Brief:
Retype the data exactly, leaving nothing out.

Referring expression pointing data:

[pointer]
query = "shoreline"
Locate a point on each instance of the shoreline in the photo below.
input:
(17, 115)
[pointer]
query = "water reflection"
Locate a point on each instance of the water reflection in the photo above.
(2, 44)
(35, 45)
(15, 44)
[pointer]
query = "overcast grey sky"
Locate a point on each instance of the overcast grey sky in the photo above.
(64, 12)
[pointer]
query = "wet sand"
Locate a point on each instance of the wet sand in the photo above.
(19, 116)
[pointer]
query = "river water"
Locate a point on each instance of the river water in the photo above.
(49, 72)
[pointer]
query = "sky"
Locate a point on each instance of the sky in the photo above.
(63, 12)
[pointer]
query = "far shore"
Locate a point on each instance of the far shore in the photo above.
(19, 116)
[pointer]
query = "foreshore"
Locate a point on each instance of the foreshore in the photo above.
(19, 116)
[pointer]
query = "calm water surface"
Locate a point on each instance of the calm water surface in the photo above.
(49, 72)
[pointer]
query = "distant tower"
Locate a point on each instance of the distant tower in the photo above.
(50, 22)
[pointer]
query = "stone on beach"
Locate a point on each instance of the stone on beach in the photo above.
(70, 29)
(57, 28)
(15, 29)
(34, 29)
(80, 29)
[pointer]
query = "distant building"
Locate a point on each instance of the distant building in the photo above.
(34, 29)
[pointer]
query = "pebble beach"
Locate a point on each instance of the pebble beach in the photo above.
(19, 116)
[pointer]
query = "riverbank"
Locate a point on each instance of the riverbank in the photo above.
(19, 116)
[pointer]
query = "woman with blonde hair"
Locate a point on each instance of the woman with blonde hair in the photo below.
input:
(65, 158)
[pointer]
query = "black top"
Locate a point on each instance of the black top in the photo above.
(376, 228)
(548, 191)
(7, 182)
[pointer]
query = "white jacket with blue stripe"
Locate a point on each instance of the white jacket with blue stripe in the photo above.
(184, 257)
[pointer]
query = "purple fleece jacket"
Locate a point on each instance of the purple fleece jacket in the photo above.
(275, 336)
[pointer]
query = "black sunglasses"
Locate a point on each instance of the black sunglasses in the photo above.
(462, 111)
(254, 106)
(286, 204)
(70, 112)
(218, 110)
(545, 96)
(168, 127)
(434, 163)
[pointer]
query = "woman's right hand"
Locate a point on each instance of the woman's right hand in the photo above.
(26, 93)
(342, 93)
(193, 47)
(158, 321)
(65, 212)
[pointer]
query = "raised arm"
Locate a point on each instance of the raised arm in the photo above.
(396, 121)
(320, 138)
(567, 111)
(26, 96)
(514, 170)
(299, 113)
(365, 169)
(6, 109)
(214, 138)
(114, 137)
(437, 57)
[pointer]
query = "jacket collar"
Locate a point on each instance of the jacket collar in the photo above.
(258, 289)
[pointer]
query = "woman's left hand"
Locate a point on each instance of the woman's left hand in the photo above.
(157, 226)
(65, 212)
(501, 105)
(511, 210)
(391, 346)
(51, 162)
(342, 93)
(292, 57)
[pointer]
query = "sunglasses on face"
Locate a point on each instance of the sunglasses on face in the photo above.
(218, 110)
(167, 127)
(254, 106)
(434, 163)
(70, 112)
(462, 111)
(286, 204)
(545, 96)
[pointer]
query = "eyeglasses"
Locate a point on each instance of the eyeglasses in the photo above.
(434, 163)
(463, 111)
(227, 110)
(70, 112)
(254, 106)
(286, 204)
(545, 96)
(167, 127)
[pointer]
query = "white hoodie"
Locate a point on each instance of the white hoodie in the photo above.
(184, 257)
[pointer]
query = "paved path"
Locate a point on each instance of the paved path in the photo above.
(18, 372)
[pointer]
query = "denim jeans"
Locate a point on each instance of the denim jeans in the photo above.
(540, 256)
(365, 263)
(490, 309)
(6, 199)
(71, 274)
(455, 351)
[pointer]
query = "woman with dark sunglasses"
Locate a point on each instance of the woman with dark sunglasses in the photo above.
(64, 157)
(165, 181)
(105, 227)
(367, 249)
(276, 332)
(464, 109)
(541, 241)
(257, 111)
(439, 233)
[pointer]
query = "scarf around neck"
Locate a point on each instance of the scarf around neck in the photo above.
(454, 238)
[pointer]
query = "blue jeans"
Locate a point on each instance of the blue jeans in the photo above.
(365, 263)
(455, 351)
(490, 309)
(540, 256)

Reply to the exercise:
[pointer]
query = "shoreline"
Locate a point on each instance of the shoreline in the photo below.
input:
(17, 115)
[pointer]
query = "water reflection"
Locate a point on each instance of the water reflection in the photo above.
(2, 44)
(35, 45)
(15, 44)
[pointer]
query = "overcast grey sky"
Locate a point on each instance of the overcast grey sky in the photo above.
(64, 12)
[pointer]
query = "wet sand"
Locate a point on each instance of the wet sand in the photo above.
(19, 116)
[pointer]
query = "river water"
Locate a point on each instance of the river water in the photo above.
(49, 72)
[pointer]
query = "sky"
Locate a point on each instance of the sky in the photo above.
(63, 12)
[pointer]
query = "far shore"
Locate a point on each instance of the far shore in the photo above.
(19, 116)
[pointer]
query = "foreshore"
Locate a point on each instance of the foreshore in the photo above.
(19, 116)
[pointer]
query = "calm water surface"
Locate a point on each instance of the calm water surface in the photo above.
(49, 72)
[pointer]
query = "distant tower"
Locate a point on each instance of the distant tower in the photo above.
(50, 22)
[pointer]
query = "stone on beach"
Locate a point on each instance of the stone on beach in the photo above.
(70, 29)
(57, 28)
(15, 29)
(34, 29)
(80, 29)
[pointer]
query = "distant building"
Locate a point on each instance of the distant building in the photo above.
(34, 29)
[pointer]
query = "pebble beach"
Locate a point on each instance of the pebble beach in the photo above.
(19, 116)
[pointer]
query = "riverbank"
Locate a point on each instance of the riverbank in the photo above.
(19, 116)
[pointer]
query = "woman with blonde hair"
Locate a point on each instance of the woman with blonde hair in the photo below.
input:
(65, 158)
[pointer]
query = "black top"
Locate a point on each instance of the black top in the photo above.
(376, 228)
(548, 191)
(7, 182)
[pointer]
query = "white jacket with blue stripe"
Locate a point on each instance of the white jacket with blue stripe in the photo above.
(184, 257)
[pointer]
query = "purple fleece jacket"
Locate a point on each instance of the purple fleece jacket in the photo above.
(275, 336)
[pointer]
query = "black sunglasses"
Locate a point on each instance of the black sunglasses in the photo above.
(462, 111)
(254, 106)
(286, 204)
(70, 112)
(218, 110)
(545, 96)
(168, 127)
(434, 163)
[pointer]
query = "woman's right hand"
Locate a point on each instance of the woman's right hand in the photo above.
(26, 93)
(342, 93)
(193, 47)
(158, 321)
(65, 212)
[pointer]
query = "raised arm"
Locate a point on each instance of the raised arm in the photo above.
(396, 121)
(320, 138)
(567, 111)
(26, 96)
(514, 170)
(299, 113)
(365, 169)
(6, 109)
(214, 138)
(114, 137)
(437, 57)
[pointer]
query = "jacket collar"
Locate a point on each instance of the jacket collar in the photo above.
(258, 289)
[pointer]
query = "woman's left hand"
Locate a point on each instance of the woman's left hand in the photo above.
(157, 226)
(65, 212)
(501, 105)
(511, 210)
(391, 346)
(51, 162)
(342, 93)
(292, 57)
[pointer]
query = "sunglasses on face"
Locate a point on each instance of the sunglasses on face in the photo above.
(218, 110)
(167, 127)
(254, 106)
(434, 163)
(70, 112)
(462, 111)
(286, 204)
(545, 96)
[pointer]
query = "eyeglasses"
Locate a point on each instance of the eyeglasses in the photo above.
(434, 163)
(463, 111)
(227, 110)
(70, 112)
(254, 106)
(286, 204)
(545, 96)
(167, 127)
[pointer]
query = "white hoodie"
Locate a point on each instance of the white hoodie in the photo above.
(184, 257)
[pointer]
query = "paved path"
Locate a point on each instance of the paved path in the photo above.
(18, 372)
[pointer]
query = "denim jeans"
Locate a point on each instance of the denim jeans in the photo above.
(540, 256)
(365, 263)
(490, 309)
(6, 199)
(71, 274)
(455, 351)
[pointer]
query = "woman with dark sunglasses"
Locate a point on each instance of the woman with dark sunglasses in the photo above.
(64, 157)
(165, 181)
(105, 227)
(367, 249)
(276, 332)
(464, 109)
(541, 241)
(257, 111)
(439, 233)
[pointer]
query = "scarf around neck"
Locate a point on each instance of the scarf around neck in the photo above.
(454, 238)
[pointer]
query = "blue jeans"
Locate a point on each instance of the blue jeans in the photo above.
(365, 263)
(455, 351)
(490, 309)
(540, 256)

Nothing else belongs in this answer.